┌─ PROVIDED DATA

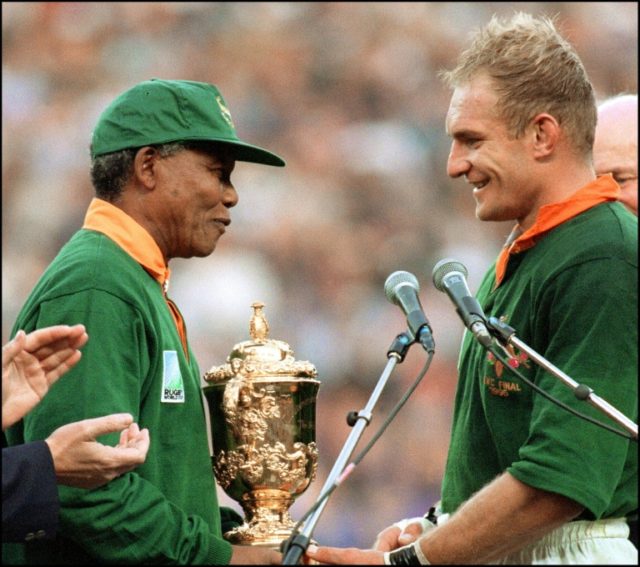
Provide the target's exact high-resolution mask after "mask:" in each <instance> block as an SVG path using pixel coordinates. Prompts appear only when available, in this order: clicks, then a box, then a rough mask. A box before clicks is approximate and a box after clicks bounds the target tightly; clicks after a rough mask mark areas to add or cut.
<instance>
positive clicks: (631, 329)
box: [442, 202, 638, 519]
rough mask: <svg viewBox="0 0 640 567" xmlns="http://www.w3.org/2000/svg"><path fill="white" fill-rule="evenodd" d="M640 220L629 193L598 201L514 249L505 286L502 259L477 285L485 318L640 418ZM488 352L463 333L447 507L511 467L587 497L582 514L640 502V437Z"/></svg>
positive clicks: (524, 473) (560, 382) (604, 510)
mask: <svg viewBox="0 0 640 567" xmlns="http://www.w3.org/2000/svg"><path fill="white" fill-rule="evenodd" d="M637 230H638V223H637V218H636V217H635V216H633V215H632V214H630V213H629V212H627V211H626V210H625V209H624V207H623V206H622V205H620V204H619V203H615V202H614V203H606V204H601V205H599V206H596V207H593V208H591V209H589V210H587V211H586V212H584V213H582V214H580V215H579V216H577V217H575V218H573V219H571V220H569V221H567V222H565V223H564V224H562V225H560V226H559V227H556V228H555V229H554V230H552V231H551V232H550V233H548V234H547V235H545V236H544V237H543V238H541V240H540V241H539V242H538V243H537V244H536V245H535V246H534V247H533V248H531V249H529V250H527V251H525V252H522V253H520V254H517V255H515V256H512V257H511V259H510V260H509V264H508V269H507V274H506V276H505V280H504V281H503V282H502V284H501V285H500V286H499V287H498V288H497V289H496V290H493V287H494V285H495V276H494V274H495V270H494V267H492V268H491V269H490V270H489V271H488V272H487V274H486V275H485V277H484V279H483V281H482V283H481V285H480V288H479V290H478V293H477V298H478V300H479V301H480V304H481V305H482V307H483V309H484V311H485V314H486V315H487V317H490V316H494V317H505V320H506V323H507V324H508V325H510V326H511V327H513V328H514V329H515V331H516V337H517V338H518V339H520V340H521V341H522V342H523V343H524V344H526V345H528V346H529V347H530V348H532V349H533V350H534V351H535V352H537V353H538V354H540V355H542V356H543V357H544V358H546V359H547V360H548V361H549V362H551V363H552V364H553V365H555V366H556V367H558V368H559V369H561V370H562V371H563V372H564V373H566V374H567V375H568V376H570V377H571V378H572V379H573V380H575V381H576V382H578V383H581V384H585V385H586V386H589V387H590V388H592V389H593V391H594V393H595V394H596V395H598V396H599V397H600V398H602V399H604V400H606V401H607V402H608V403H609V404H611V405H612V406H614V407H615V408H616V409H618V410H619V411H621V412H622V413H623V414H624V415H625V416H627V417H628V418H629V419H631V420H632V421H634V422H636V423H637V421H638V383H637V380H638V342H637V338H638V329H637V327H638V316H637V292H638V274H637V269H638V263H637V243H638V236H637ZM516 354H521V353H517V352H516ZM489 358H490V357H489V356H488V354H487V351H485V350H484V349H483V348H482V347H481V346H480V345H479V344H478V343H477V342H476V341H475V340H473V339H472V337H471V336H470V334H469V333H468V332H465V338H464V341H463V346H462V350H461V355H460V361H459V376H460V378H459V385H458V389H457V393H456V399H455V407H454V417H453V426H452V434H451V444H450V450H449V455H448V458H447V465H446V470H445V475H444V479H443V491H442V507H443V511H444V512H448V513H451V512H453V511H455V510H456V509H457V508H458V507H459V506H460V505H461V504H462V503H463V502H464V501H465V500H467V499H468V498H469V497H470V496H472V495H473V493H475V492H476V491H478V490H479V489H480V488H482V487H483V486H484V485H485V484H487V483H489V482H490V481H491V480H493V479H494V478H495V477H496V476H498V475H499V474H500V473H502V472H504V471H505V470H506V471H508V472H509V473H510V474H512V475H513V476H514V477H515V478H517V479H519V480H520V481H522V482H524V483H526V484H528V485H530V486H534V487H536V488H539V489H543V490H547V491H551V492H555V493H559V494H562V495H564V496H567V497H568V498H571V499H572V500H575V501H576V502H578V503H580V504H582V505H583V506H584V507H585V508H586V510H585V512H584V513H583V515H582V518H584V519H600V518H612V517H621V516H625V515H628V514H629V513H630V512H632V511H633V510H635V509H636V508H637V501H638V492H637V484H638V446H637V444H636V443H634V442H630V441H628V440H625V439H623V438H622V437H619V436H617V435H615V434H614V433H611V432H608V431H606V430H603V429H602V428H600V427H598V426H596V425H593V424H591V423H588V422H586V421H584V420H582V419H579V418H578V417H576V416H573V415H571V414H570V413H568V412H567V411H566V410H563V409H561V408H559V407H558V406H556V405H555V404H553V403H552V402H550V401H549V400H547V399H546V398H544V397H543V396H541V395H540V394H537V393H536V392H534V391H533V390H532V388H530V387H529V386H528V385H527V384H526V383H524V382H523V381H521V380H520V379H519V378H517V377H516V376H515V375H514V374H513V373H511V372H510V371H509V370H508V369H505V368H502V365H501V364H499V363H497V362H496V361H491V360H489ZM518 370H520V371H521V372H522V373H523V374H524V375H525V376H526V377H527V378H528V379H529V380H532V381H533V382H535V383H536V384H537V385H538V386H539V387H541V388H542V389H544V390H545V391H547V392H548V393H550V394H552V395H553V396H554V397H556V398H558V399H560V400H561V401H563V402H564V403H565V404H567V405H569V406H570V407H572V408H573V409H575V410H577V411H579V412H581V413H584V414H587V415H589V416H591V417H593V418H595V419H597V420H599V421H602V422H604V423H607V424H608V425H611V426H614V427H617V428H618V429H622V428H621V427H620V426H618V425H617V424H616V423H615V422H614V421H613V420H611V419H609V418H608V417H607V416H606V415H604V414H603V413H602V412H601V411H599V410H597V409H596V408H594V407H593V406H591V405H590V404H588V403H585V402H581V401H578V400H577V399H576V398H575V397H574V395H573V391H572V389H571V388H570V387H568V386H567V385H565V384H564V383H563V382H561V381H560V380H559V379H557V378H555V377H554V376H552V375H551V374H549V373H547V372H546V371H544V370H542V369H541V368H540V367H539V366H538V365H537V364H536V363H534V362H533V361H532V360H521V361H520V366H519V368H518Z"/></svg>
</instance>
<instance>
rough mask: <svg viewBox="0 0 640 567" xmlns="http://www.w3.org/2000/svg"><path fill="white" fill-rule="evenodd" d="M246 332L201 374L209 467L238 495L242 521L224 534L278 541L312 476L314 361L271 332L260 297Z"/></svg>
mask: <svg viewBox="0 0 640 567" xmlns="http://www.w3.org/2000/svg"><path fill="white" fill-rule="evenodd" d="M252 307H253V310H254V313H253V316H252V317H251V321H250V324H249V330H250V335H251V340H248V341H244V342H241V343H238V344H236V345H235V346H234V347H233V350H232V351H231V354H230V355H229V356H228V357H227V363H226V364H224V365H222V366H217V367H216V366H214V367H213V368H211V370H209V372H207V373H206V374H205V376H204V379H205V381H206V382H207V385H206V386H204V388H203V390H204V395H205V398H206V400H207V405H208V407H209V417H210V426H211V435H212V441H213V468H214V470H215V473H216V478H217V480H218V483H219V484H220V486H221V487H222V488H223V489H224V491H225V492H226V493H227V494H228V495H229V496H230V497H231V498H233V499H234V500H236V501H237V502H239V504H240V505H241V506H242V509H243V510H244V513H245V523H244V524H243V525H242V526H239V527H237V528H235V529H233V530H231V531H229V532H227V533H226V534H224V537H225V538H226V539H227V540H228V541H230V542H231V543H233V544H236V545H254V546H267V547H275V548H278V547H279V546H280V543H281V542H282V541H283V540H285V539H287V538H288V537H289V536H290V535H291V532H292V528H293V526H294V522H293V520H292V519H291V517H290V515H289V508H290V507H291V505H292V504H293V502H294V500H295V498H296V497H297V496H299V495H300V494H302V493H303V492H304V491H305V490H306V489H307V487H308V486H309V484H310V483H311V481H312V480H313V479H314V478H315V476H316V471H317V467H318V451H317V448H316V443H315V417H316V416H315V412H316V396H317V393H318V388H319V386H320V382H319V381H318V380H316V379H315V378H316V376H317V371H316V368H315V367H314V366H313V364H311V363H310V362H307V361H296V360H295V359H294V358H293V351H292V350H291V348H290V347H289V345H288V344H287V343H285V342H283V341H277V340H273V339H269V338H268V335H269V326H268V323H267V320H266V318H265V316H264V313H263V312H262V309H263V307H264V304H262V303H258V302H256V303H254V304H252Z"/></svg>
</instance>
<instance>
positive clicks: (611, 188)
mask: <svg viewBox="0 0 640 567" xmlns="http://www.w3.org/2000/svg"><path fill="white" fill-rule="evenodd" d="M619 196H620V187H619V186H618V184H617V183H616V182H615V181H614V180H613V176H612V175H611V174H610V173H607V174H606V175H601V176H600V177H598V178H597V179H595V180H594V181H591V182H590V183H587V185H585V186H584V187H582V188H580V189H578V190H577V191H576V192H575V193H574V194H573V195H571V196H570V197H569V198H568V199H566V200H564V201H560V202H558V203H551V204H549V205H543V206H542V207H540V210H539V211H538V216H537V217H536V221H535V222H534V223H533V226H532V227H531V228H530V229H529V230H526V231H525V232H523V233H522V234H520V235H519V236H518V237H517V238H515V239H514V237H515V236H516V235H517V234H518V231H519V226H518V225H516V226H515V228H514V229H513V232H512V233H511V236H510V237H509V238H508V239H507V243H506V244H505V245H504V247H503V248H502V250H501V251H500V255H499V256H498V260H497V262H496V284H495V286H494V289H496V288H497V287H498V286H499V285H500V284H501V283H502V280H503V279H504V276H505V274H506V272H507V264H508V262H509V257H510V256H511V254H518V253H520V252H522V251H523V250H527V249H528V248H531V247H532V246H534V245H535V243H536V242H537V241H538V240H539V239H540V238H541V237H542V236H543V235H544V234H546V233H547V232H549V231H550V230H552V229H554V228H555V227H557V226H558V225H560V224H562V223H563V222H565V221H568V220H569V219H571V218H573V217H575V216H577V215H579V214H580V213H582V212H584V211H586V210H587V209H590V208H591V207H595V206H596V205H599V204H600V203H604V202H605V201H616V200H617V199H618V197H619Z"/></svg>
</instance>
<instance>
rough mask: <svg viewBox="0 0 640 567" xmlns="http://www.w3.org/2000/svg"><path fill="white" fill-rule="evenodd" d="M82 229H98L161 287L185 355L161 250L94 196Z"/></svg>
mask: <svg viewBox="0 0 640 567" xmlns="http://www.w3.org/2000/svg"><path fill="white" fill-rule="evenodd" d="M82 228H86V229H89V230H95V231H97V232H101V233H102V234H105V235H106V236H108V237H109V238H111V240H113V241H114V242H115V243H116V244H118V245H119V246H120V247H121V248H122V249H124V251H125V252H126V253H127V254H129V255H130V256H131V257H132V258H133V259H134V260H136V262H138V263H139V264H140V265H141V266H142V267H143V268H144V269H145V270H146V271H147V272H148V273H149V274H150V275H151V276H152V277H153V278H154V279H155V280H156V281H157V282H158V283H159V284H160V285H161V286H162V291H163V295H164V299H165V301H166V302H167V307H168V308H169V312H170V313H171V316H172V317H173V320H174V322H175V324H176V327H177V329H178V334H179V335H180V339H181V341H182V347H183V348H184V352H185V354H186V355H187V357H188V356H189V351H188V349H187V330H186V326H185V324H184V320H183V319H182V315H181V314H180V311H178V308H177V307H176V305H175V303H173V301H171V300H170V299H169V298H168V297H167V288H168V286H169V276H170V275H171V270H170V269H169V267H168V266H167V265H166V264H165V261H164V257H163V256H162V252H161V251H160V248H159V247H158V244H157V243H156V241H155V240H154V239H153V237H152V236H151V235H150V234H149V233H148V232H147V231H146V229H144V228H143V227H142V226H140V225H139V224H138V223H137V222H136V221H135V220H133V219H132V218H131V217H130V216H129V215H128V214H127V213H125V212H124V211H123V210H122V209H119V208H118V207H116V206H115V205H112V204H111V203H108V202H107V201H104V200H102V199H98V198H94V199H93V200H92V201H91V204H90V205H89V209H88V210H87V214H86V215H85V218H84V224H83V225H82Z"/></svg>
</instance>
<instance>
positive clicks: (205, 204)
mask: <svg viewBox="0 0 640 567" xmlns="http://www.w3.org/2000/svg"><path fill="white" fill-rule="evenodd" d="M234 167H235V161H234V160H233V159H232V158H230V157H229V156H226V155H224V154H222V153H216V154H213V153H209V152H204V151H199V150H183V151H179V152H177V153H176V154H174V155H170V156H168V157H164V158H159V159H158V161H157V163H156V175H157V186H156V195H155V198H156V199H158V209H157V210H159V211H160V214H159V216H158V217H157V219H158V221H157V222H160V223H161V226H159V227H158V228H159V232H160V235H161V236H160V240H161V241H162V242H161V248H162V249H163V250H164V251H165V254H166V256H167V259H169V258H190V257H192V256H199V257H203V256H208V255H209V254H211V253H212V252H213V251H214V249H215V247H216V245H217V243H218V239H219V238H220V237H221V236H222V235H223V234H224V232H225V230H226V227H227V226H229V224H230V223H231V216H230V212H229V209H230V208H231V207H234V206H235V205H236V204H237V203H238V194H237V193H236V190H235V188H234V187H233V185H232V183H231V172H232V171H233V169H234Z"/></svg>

└─

Copy out the items word for word, from their beginning up to and including the line that contains "positive clicks: (524, 473)". Leave the pictures out of your answer.

EXERCISE OUTPUT:
Provide the target's exact high-resolution mask after "mask:" in each <instance> block as an SVG path using pixel coordinates. Prompts appear only when available, in this order: clicks, then a box, then a rough mask. A box before clicks is approximate and a box after clicks bounds the target tightly; clicks after a rough mask mark areas to add or cut.
<instance>
positive clicks: (631, 329)
box: [442, 202, 638, 519]
rough mask: <svg viewBox="0 0 640 567" xmlns="http://www.w3.org/2000/svg"><path fill="white" fill-rule="evenodd" d="M640 220L629 193L598 201L514 249L505 286L502 259L477 285L485 318L640 418ZM488 352L463 333L447 507L511 467L587 497L582 514L640 502V437Z"/></svg>
positive clicks: (524, 473) (560, 382) (604, 510)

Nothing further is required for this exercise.